To do: State how many lines of the data below hold the string "license", giving nothing but the number.

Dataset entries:
☆ ☆ ☆ ☆ ☆ ☆ ☆

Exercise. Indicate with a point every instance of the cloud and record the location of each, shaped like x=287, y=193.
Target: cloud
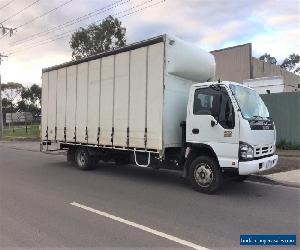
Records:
x=271, y=25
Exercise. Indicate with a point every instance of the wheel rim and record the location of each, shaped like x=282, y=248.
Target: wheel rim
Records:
x=82, y=158
x=203, y=175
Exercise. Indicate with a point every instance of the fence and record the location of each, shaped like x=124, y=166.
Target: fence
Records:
x=285, y=110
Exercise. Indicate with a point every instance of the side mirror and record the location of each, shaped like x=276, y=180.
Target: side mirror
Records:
x=216, y=106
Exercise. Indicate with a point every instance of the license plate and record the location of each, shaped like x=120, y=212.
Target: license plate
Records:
x=269, y=163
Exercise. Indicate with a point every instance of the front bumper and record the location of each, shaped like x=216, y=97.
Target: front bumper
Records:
x=255, y=166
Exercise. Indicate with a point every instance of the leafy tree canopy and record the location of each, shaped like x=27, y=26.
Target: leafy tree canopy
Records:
x=291, y=63
x=268, y=58
x=95, y=39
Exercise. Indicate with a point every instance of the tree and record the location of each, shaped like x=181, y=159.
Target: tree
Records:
x=6, y=105
x=268, y=58
x=12, y=92
x=291, y=63
x=31, y=100
x=98, y=38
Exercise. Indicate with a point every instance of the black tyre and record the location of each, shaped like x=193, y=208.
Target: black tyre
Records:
x=241, y=178
x=84, y=160
x=122, y=160
x=205, y=175
x=71, y=155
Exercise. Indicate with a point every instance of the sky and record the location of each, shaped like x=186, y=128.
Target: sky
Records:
x=272, y=26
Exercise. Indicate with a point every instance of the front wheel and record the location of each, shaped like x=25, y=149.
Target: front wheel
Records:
x=205, y=175
x=84, y=160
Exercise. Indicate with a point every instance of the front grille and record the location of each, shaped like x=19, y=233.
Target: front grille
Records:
x=263, y=150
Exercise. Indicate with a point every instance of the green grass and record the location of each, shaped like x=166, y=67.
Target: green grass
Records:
x=19, y=132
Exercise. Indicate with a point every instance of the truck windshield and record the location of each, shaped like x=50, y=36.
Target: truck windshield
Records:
x=250, y=103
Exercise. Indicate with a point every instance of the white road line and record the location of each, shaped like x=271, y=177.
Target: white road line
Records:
x=141, y=227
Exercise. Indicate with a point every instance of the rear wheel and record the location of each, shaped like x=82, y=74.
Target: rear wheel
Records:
x=84, y=160
x=71, y=155
x=205, y=175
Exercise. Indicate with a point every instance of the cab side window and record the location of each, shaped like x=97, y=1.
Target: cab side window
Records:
x=215, y=102
x=203, y=101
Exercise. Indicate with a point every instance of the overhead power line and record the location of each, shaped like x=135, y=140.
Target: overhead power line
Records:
x=99, y=20
x=118, y=15
x=20, y=11
x=5, y=5
x=71, y=22
x=44, y=14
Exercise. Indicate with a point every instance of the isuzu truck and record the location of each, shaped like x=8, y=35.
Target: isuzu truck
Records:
x=155, y=104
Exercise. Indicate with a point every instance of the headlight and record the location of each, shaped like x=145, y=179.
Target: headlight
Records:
x=246, y=151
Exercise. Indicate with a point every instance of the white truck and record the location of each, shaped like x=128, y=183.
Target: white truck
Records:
x=154, y=104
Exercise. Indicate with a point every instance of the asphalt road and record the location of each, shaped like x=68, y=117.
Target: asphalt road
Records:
x=36, y=192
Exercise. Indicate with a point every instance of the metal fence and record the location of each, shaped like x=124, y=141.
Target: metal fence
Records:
x=285, y=110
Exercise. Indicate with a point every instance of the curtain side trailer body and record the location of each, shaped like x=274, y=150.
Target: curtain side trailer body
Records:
x=155, y=104
x=134, y=98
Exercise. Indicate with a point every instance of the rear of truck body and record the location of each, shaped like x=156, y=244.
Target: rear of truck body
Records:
x=136, y=104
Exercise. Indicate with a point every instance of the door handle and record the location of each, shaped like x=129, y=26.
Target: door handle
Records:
x=195, y=131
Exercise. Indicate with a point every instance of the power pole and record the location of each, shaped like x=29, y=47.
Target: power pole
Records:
x=1, y=114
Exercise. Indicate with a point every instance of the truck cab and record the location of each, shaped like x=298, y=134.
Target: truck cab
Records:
x=228, y=130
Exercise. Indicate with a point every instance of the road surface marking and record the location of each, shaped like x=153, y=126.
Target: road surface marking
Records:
x=141, y=227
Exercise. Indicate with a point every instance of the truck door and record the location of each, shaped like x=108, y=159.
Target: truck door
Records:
x=212, y=120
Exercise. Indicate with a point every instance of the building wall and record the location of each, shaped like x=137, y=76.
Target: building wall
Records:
x=234, y=63
x=262, y=69
x=284, y=108
x=237, y=64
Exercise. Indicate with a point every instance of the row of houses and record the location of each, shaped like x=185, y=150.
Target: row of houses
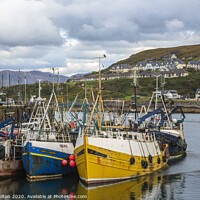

☆ ☆ ☆ ☆ ☆ ☆ ☆

Exercise response: 2